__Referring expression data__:
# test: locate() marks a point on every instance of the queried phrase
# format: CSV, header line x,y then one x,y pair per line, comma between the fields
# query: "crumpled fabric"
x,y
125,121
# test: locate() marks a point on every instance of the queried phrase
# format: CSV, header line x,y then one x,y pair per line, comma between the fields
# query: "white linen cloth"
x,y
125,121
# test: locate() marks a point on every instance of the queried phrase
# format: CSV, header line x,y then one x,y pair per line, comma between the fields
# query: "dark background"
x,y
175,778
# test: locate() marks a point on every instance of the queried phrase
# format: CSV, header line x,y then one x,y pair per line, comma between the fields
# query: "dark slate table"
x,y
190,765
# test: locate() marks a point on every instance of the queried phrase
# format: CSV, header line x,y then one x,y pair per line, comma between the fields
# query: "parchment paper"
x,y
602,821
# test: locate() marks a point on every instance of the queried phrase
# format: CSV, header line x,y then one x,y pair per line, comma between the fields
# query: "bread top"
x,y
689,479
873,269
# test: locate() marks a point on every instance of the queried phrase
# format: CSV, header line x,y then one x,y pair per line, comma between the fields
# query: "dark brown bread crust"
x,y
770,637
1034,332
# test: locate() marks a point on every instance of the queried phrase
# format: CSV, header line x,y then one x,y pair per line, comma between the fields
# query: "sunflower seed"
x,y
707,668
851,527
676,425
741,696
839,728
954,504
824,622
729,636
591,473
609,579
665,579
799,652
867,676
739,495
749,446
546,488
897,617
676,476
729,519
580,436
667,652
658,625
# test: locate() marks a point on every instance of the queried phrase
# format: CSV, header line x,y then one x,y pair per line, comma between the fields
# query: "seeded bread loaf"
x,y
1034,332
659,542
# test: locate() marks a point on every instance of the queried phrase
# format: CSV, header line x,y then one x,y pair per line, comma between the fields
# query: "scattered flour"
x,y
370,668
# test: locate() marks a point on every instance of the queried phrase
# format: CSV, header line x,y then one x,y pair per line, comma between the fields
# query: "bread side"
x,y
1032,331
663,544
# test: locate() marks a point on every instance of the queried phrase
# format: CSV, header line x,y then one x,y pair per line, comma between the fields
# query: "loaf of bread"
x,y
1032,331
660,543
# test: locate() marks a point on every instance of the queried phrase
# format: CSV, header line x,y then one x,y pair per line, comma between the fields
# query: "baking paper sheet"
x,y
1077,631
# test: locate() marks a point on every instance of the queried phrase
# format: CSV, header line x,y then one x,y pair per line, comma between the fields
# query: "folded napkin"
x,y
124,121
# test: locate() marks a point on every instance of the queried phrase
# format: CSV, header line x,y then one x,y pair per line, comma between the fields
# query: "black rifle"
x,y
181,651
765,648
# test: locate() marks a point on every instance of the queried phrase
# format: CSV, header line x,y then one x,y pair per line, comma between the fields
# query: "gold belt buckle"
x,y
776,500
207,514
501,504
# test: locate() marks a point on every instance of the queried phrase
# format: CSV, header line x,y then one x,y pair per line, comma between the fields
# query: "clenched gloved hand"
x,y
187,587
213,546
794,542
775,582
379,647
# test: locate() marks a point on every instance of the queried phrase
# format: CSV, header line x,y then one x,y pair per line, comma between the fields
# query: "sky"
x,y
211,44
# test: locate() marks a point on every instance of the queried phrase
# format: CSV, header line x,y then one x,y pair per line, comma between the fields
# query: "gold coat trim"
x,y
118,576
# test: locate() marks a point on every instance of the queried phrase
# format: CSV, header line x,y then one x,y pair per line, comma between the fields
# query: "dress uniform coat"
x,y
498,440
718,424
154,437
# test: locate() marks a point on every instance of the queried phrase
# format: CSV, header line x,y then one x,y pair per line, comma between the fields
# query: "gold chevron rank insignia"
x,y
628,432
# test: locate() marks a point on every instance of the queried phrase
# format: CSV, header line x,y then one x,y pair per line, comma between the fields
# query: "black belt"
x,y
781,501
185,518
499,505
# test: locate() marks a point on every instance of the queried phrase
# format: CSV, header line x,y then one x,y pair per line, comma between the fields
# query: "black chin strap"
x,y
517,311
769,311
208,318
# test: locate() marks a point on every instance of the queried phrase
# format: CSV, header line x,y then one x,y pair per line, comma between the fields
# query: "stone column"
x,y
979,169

__What you need to do__:
Write the entries above out again. Match them exactly.

__Result for this task__:
# test: locate() marks a point on every instance of the queried phrase
# format: CSV, header line x,y then one x,y pair per line, comma between the fields
# query: "crumpled fabric"
x,y
125,121
# test: locate() marks a point on every instance of the queried phrase
# format: CSV, header line x,y then one x,y pair per line, comma between the fields
# query: "white linen cloth"
x,y
125,121
# test: locate() marks a point on every instance of the queried phrase
# format: CSV, header line x,y then one x,y pair per line, comma between the fields
# query: "dark background"
x,y
175,778
# test: locate() marks a point on every instance of the queried phrase
# format: CSV, header line x,y then one x,y pair per line, comma between the fields
# query: "dark slate table"
x,y
190,765
# test: locate() marks a point on every instance of the queried phrase
# format: CSV, header line x,y then one x,y pair per line, comma between the fields
# query: "parchment paper"
x,y
602,821
# test: locate() marks a point on every instance of the queried phrase
# format: CSV, header line x,y then one x,y pair per line, comma between the fields
# query: "bread top"
x,y
689,479
873,269
# test: locate() marks a point on every instance of the queried phrase
# format: CSV, header line x,y then one x,y pair per line, comma between the fields
# query: "dark brown bread crust"
x,y
770,637
1034,332
# test: locate() marks a point on every instance of the queried phrase
# format: CSV, header line x,y then one x,y pair per line, comma between the fields
# query: "sunflower seed"
x,y
707,668
851,527
676,425
741,696
839,728
954,504
824,622
729,636
591,473
609,579
665,579
799,652
867,676
739,495
749,446
546,488
897,617
676,476
729,519
580,436
667,652
658,625
# test: locate() marks a point on every instance of the queried phrase
# format: CSV, header line x,y then one x,y pair per line, comma between the fields
# query: "seeded bread loaf"
x,y
1034,332
659,542
# test: locate() marks a point on every instance of the queried phrase
# format: CSV, header line x,y then one x,y pair per line, comma between the fields
# query: "scattered flour"
x,y
370,668
# test: locate() marks a point on every instance of the queried phrase
# format: CSV, header line x,y then one x,y pair per line, comma between the fields
# query: "bread side"
x,y
1032,331
663,544
# test: locate() marks a point on every instance of the queried phrase
# format: CSV, header line x,y then one x,y pair per line, comma between the fields
# query: "loaf of bread"
x,y
1032,331
660,543
# test: locate() marks a point on every instance of the queried phrase
# format: CSV, header line x,y then one x,y pair per line, comma between the fields
# query: "baking paper sheet"
x,y
1077,631
# test: locate() marks a point on every instance of the queried phrase
# format: CSV, header line x,y then one x,y pair per line, comma between the fields
# query: "folded napkin"
x,y
124,121
# test: locate() marks a point on every instance of the queried phrase
# format: CSV, header line x,y then one x,y pair per line, comma between the fields
# query: "black rifle"
x,y
181,651
765,648
# test: locate() marks a point on every instance of the queried phrase
# format: CSV, header line x,y then one x,y pair per line, comma between the fields
# query: "gold belt buckle"
x,y
776,500
207,514
501,504
# test: locate() marks a point on every instance of the queried phrase
# format: CSV, header line x,y then one x,y pair per line, comma between the fields
# query: "clenched gloved hand"
x,y
187,587
213,546
794,542
775,582
379,647
# test: locate() marks a point on every instance of the queried phrase
# format: CSV, header line x,y then one x,y pair per line, comma between the fields
# query: "sky"
x,y
211,44
# test: locate() marks a point on every instance of the queried phrase
# format: CSV, header line x,y then one x,y pair per line, comma between the fields
# query: "gold coat trim"
x,y
118,576
# test: locate() marks a point on every instance of the queried phrase
# format: CSV, header line x,y then one x,y pair per line, comma between the fields
# query: "dress uniform coat"
x,y
498,440
718,424
154,437
# test: locate() marks a point on every instance of the queried phrase
# format: CSV, header line x,y then one x,y pair per line, comma between the fields
# query: "gold chevron rank insignia"
x,y
628,432
# test: locate() marks a point on every instance of the queried phrase
# format: CSV, header line x,y then one x,y pair per line, comma between the fields
# query: "black belt"
x,y
781,501
185,518
499,505
# test: locate() marks a point on every instance of the queried phrase
# format: CSV, header line x,y then one x,y pair per line, comma between the fields
# query: "black chin strap"
x,y
517,311
769,311
208,318
# test: locate() marks a point on every instance of the queried phrase
# format: CSV, header line x,y then one x,y pair per line, comma between the fields
# query: "stone column"
x,y
979,169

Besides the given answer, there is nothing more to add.